--- TASK TO COMPLETE ---
Print the lines below exactly, beginning with the one that contains "Could you please point to the utility" and stopping after the last line.

Extracted records

[Start of Attachment]

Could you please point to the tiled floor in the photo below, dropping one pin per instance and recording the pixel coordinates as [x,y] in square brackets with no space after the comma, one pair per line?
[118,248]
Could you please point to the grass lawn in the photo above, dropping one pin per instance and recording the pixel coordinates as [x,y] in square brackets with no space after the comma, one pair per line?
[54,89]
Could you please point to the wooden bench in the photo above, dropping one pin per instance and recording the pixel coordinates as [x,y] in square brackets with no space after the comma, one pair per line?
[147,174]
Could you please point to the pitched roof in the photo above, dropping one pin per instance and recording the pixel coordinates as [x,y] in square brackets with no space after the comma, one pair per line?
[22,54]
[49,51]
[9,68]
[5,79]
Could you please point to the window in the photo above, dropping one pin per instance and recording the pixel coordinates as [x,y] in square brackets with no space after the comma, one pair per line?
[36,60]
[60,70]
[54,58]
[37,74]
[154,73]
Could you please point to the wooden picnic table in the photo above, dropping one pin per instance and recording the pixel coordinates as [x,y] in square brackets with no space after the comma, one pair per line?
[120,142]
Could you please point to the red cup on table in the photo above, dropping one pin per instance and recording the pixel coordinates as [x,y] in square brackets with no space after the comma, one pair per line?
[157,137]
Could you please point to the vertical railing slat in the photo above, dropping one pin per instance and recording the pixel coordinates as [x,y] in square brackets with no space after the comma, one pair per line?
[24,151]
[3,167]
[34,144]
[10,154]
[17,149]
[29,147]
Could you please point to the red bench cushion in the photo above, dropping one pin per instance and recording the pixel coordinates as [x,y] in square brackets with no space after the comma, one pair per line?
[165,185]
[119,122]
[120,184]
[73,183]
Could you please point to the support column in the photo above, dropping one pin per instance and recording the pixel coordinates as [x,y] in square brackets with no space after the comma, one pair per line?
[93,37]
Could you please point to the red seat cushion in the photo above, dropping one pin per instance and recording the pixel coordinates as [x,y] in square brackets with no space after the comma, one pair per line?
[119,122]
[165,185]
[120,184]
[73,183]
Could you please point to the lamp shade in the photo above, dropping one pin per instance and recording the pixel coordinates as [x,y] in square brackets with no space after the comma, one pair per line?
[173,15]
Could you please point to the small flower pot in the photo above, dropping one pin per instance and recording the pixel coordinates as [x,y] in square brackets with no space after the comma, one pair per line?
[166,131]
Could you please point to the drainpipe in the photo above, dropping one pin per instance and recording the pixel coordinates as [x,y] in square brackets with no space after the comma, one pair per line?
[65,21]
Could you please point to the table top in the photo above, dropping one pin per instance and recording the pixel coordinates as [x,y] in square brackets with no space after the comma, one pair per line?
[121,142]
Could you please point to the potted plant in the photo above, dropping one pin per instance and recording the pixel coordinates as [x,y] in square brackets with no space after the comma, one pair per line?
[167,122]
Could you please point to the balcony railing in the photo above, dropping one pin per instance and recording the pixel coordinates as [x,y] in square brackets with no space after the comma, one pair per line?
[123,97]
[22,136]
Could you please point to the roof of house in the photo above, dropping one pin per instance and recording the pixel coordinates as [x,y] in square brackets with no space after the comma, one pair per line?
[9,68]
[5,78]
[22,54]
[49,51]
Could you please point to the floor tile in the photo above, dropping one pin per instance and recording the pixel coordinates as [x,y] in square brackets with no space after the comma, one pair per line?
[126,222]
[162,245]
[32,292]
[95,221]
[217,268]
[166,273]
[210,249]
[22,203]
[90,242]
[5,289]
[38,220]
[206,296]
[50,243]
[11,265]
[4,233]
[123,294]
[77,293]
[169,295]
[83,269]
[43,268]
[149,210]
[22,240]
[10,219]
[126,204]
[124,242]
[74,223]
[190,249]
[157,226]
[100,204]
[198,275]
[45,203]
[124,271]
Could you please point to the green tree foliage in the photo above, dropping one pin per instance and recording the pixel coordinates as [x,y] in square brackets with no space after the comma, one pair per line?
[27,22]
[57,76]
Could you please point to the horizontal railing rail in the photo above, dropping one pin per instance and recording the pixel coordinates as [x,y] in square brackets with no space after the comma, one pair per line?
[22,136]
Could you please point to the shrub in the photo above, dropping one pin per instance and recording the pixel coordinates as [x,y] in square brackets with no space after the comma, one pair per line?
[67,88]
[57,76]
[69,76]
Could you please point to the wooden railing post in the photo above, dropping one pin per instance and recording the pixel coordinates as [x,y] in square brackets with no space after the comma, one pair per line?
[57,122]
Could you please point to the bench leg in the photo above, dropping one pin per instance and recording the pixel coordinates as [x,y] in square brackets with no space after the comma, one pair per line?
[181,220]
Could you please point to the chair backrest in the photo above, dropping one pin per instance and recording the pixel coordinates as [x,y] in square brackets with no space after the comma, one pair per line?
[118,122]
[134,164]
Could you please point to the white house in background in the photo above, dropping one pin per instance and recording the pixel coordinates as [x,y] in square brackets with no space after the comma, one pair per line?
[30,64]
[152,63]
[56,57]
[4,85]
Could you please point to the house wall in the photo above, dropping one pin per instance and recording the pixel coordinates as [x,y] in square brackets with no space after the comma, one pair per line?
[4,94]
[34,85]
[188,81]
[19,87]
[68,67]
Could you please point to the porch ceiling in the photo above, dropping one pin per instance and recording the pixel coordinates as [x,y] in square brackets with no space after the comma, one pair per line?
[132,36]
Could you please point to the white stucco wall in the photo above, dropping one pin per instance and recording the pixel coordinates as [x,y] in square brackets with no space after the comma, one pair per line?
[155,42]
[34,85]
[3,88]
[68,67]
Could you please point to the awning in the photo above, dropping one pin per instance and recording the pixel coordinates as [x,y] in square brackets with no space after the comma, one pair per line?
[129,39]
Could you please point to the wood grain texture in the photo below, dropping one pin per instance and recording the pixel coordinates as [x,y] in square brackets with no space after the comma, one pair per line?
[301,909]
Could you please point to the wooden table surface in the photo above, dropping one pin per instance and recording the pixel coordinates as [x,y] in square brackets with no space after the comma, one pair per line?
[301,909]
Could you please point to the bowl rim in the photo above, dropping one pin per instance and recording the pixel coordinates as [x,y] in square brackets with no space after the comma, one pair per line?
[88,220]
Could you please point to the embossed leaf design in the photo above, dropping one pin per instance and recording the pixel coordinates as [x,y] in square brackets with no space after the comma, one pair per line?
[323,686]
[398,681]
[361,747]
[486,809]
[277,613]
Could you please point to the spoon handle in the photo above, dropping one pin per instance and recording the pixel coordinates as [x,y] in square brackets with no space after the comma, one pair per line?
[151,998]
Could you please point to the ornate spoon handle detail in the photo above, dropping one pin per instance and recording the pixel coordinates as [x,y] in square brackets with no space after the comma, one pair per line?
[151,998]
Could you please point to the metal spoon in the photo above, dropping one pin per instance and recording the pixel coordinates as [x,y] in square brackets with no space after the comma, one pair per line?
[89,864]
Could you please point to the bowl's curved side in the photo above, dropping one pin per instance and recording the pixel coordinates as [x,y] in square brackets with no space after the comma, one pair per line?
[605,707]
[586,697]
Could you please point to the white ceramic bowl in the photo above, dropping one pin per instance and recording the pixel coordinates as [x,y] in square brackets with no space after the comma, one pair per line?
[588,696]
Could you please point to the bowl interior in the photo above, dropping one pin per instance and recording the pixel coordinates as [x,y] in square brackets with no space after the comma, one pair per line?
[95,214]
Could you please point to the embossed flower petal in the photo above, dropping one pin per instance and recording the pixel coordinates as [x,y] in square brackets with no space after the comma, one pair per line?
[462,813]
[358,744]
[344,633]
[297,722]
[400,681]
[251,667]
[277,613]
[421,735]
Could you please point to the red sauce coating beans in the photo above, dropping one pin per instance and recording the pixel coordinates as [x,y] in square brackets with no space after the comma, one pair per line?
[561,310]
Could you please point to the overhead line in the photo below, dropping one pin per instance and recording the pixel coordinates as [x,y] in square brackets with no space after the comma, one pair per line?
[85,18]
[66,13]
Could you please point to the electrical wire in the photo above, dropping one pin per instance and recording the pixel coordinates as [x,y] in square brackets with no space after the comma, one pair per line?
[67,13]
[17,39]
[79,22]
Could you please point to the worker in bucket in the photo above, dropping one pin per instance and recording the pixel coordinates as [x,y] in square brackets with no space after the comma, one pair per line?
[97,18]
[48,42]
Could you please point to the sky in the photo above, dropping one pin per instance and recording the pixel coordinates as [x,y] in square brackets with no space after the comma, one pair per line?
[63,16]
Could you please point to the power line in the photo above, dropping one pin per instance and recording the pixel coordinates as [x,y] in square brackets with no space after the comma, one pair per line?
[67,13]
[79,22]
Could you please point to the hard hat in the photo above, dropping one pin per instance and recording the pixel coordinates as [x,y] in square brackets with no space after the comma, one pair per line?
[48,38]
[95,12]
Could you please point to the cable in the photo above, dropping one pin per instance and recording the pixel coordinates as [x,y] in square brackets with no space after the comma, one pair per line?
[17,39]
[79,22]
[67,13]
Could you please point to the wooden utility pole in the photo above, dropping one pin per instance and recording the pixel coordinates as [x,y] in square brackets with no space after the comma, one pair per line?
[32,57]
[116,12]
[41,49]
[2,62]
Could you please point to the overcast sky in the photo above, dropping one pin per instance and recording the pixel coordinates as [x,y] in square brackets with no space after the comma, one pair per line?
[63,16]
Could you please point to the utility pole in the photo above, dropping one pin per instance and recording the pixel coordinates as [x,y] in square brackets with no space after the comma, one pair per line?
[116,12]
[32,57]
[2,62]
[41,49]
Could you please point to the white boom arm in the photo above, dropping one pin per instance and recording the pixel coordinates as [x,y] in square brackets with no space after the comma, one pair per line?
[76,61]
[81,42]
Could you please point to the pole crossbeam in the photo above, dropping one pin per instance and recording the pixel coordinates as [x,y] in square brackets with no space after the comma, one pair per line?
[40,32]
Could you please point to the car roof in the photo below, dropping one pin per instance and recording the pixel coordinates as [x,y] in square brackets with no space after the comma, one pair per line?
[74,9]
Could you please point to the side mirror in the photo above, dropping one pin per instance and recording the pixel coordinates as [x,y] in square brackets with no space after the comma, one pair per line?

[End of Attachment]

--- EXERCISE SOLUTION ---
Could you please point to the utility pole in the photo above, dropping one pin per instance and recording the pixel coordinates as [x,y] in square brackets with no space after the comma, one pair per line?
[116,12]
[32,57]
[2,62]
[41,49]
Could you please point to the white boom arm in the photo above, dropping one pin per instance and recording the pixel coordinates as [x,y] in square brackets with no space after the comma, one pair per line?
[76,61]
[81,42]
Could you please point to the pole crossbeam in the photo above, dropping one pin per instance and recording the pixel coordinates as [x,y] in square brackets with no space after the comma, one pair per line?
[40,32]
Could you please point to the car roof in the photo below, dropping one pin per instance and recording the pixel coordinates as [x,y] in square brackets with no space after the comma, one pair per line?
[74,9]
Could you please point to the side mirror in the photo above, dropping one pin per instance and recording the pixel coordinates as [x,y] in square brackets with no space after the comma, one pair per line?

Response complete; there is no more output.